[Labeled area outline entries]
________________________________________
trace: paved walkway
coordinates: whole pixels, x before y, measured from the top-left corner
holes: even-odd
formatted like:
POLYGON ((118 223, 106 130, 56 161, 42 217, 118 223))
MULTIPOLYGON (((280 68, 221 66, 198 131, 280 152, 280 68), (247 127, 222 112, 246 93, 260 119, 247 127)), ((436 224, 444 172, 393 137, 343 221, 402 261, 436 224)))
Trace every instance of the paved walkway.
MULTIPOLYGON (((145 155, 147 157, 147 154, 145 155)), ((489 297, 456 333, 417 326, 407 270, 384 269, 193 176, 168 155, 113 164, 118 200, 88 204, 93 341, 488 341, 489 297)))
________________________________________
PROBLEM STATEMENT. Present every line of the entries above as a Markdown table with two columns, Row and Line. Leave out any blank lines.

TASK RESPONSE.
| Row | Line |
|---|---|
| 1 | trace: paved walkway |
| 2 | coordinates: whole pixels, x before y, measured from the top-left corner |
| 3 | holes: even-odd |
| 4 | formatted like: |
| 5 | POLYGON ((118 223, 106 130, 56 161, 42 217, 118 223)) |
| 6 | MULTIPOLYGON (((280 68, 221 66, 198 131, 280 152, 280 68), (247 127, 222 112, 246 93, 260 119, 247 127)), ((436 224, 444 172, 393 137, 343 221, 402 261, 436 224))) |
| 7 | Trace every instance of the paved walkway. |
| 8 | MULTIPOLYGON (((145 155, 147 157, 147 154, 145 155)), ((489 297, 456 333, 417 326, 407 270, 384 269, 193 176, 168 155, 113 164, 118 200, 88 204, 93 341, 488 341, 489 297))) |